## Supplied text
- - -

Getting Started

In this tutorial we will download a set of Landsat 8 image patches from a region of central-west Brazil and save them as GeoTIFFs on your local machine. By the end you will have real files you can open in QGIS, rasterio, or any GIS tool — and everything you need to use geebeam for your work!

Note

This tutorial runs locally. We’ll keep the sample count small (10 patches) so everything finishes in under a minute or so. For info on running on DataFlow, see Scaling up with Dataflow.

What is geebeam?

geebeam builds and executes Apache Beam pipelines to download patches of Earth Engine data. It automatically runs in parallel, can be run locally or on Google Cloud Dataflow, and supports writing to various popular geospatial machine learning/AI dataset formats, including GeoTIFFs, Tensorflow Datasets, and WebDataset.

- - -

## Directive a
In the records, echo the stretch from the line containing "Q: Where does the front fender" through the line containing "[448,123,494,183]", keeping both end lines.
The text and the records were drawn from separate sources.

- - -

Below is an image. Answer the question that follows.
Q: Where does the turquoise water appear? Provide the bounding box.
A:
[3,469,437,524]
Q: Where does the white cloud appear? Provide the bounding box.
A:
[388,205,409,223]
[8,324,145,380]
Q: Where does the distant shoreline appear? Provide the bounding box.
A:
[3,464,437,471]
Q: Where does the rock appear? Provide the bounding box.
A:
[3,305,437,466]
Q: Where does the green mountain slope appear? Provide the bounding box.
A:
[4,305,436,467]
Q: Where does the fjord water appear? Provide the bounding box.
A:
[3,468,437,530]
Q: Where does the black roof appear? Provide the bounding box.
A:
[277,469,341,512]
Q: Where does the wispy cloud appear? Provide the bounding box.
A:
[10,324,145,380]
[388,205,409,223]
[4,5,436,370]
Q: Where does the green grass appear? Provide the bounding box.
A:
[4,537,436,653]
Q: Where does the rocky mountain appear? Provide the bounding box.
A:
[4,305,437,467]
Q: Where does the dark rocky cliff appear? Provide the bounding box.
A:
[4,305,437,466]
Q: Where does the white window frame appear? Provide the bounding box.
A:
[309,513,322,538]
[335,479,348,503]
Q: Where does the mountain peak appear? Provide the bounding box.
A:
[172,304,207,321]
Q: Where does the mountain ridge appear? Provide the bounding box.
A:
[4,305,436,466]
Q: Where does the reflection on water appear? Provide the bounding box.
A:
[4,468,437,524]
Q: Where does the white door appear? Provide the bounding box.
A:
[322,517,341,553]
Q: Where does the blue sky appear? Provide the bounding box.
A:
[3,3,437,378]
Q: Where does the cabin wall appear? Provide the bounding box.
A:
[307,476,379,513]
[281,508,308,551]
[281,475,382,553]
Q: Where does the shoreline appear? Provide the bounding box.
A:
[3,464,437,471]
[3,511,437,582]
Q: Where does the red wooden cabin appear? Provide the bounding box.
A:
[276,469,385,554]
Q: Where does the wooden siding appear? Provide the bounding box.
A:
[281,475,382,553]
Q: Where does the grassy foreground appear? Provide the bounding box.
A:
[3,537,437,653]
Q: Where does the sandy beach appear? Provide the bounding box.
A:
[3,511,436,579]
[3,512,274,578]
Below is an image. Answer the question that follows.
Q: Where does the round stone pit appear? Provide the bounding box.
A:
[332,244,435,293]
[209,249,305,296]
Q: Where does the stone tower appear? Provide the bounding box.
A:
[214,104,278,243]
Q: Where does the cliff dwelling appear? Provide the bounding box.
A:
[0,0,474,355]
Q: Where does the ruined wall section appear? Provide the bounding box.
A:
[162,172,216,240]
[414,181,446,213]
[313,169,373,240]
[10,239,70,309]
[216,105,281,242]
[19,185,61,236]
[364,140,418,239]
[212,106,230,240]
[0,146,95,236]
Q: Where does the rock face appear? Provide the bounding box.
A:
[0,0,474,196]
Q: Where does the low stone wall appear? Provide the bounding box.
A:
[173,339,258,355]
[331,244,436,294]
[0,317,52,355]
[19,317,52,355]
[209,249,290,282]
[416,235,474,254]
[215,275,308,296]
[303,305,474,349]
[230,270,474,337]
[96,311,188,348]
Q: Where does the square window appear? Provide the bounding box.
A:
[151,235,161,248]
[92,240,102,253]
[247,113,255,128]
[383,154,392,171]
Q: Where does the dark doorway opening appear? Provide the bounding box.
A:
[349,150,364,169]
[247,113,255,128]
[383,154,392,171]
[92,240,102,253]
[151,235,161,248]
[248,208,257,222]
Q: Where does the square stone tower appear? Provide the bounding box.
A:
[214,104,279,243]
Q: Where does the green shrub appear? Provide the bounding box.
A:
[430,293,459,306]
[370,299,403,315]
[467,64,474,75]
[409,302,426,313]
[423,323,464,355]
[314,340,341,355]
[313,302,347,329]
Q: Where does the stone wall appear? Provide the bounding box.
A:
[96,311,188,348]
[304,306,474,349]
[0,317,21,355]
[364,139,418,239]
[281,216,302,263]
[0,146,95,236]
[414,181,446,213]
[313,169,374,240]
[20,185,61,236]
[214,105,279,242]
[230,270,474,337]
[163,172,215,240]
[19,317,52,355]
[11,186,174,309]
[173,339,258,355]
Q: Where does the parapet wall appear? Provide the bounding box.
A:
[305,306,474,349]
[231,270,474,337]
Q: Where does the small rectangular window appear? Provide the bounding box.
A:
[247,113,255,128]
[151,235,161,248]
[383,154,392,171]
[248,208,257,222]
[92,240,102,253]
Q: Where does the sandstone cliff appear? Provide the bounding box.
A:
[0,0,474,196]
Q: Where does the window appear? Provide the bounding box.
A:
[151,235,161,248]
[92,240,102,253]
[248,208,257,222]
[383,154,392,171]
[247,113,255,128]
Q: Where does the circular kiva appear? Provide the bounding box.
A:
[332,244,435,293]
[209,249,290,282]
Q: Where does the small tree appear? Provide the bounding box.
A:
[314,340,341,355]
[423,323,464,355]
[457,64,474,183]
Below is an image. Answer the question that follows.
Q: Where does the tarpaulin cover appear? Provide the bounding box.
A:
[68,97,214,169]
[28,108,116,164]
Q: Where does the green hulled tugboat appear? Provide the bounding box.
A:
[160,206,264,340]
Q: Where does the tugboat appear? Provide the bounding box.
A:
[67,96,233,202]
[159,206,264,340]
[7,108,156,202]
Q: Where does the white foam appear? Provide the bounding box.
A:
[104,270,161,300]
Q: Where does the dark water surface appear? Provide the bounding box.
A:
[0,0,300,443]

- - -

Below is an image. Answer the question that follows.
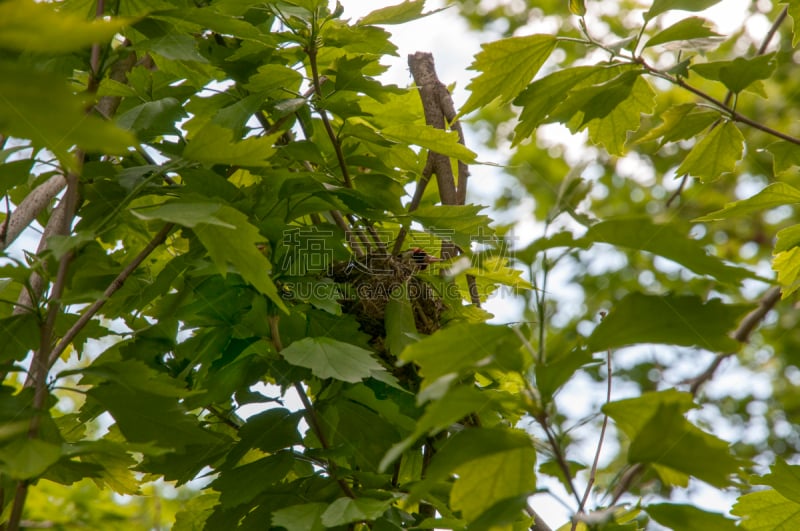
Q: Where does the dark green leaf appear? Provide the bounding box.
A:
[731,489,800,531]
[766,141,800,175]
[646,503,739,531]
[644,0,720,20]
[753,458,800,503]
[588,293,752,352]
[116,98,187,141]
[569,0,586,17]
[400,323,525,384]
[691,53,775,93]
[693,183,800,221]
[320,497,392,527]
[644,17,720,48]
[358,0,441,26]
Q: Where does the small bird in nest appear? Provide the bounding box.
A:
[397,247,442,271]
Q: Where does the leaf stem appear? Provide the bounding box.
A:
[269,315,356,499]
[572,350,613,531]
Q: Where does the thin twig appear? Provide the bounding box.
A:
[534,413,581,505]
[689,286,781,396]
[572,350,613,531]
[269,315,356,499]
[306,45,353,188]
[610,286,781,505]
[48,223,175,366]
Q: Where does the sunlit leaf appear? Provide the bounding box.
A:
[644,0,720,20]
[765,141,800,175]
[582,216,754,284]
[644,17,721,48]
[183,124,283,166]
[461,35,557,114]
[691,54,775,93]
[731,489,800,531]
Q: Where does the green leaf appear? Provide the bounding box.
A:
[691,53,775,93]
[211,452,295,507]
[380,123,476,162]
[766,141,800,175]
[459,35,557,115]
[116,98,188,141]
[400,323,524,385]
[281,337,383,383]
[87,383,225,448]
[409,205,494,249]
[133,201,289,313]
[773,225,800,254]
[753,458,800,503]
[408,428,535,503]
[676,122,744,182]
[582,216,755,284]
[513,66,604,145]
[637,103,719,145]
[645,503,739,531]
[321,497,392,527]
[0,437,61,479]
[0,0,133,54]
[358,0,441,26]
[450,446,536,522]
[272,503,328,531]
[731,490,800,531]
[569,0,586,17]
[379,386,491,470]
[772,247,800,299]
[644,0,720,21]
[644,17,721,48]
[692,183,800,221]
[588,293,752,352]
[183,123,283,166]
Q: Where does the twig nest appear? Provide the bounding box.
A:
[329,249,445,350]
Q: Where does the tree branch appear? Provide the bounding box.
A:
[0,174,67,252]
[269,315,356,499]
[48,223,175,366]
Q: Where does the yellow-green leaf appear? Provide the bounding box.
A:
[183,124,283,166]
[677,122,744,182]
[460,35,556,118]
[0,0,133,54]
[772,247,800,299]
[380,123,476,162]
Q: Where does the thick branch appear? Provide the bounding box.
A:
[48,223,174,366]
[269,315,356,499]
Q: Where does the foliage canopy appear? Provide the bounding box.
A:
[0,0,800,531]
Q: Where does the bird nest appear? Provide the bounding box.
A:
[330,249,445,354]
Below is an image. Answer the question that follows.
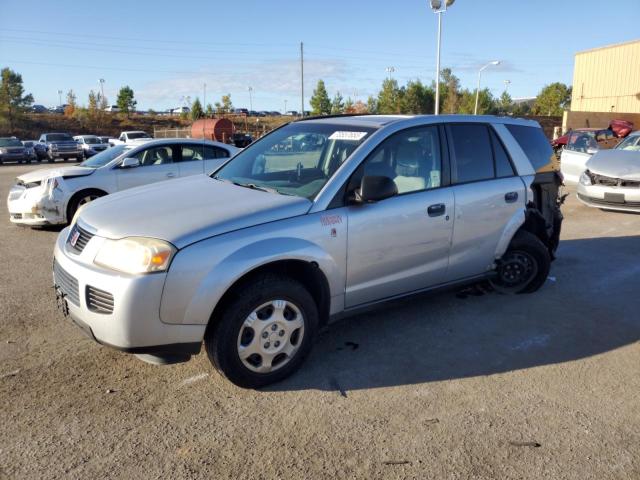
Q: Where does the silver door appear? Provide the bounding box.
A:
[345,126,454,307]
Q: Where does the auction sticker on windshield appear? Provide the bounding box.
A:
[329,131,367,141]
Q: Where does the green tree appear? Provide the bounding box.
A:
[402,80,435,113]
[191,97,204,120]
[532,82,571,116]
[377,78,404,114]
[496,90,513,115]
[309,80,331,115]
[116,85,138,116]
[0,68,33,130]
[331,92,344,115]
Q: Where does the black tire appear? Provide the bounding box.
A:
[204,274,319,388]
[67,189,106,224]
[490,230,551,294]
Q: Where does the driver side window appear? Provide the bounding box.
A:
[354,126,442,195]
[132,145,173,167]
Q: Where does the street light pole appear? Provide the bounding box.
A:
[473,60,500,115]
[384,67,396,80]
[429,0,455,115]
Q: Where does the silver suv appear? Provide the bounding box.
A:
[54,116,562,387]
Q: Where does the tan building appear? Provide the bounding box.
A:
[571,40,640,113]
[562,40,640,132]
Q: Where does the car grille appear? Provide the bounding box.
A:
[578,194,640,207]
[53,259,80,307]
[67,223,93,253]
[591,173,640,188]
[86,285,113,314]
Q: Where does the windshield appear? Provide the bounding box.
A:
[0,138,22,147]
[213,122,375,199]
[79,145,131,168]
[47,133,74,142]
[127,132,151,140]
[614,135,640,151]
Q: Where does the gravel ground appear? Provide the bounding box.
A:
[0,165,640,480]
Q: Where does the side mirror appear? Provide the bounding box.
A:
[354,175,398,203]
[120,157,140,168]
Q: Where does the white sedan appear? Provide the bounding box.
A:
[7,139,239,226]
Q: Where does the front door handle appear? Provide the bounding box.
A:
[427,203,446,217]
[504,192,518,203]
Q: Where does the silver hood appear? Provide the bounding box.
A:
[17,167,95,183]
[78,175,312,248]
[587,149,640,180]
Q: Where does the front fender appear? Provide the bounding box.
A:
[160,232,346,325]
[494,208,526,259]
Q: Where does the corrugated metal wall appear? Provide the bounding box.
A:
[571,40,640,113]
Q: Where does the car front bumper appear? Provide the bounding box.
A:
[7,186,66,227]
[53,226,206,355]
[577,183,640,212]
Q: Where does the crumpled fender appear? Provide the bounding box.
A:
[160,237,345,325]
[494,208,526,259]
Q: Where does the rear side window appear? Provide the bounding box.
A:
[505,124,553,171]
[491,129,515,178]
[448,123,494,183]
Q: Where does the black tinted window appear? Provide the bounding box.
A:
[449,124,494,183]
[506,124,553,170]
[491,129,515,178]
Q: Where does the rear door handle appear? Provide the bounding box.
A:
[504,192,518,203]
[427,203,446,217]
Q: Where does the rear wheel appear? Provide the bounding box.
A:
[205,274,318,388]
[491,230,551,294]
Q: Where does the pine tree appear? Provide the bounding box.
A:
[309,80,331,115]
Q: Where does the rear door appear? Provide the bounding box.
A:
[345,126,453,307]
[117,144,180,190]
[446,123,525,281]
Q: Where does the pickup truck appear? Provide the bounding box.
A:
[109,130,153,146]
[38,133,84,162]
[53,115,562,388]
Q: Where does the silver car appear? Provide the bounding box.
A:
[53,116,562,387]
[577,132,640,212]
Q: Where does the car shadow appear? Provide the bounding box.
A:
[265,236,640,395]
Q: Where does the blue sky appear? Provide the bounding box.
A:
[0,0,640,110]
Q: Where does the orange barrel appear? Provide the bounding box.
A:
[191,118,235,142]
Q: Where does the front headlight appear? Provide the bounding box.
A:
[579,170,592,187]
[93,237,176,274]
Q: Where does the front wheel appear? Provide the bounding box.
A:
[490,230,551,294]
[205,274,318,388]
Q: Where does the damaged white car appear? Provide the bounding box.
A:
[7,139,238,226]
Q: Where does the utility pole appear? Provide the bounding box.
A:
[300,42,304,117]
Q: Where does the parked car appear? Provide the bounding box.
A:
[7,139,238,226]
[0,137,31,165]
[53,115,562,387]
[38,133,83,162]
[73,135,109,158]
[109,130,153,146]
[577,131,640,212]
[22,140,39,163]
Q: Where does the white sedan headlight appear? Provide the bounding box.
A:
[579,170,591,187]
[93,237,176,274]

- - -

## Directive b
Answer these questions from the geebeam tutorial:
(i) How many patches does the tutorial download?
(ii) Which satellite's image patches are downloaded, and from what region?
(iii) Which dataset formats does geebeam write to?

## Exercise result a
Q: Where does the front fender appear? Provide the bounding box.
A:
[160,232,346,325]
[494,208,526,259]
Q: Where does the corrugated metal wall appear? Provide the bounding box.
A:
[571,40,640,113]
Q: Where does the car front bumper appear? Provide the bounding box.
A:
[7,186,66,227]
[53,226,206,355]
[577,183,640,212]
Q: Where does the crumpled fender appear? Provide the bounding box.
A:
[160,237,345,325]
[494,208,526,259]
Q: Where does the rear side window appear? Provide the bounding box.
A:
[505,124,553,171]
[491,129,515,178]
[448,123,494,183]

## Exercise result b
(i) 10 patches.
(ii) Landsat 8, from a region of central-west Brazil.
(iii) GeoTIFFs, Tensorflow Datasets, and WebDataset.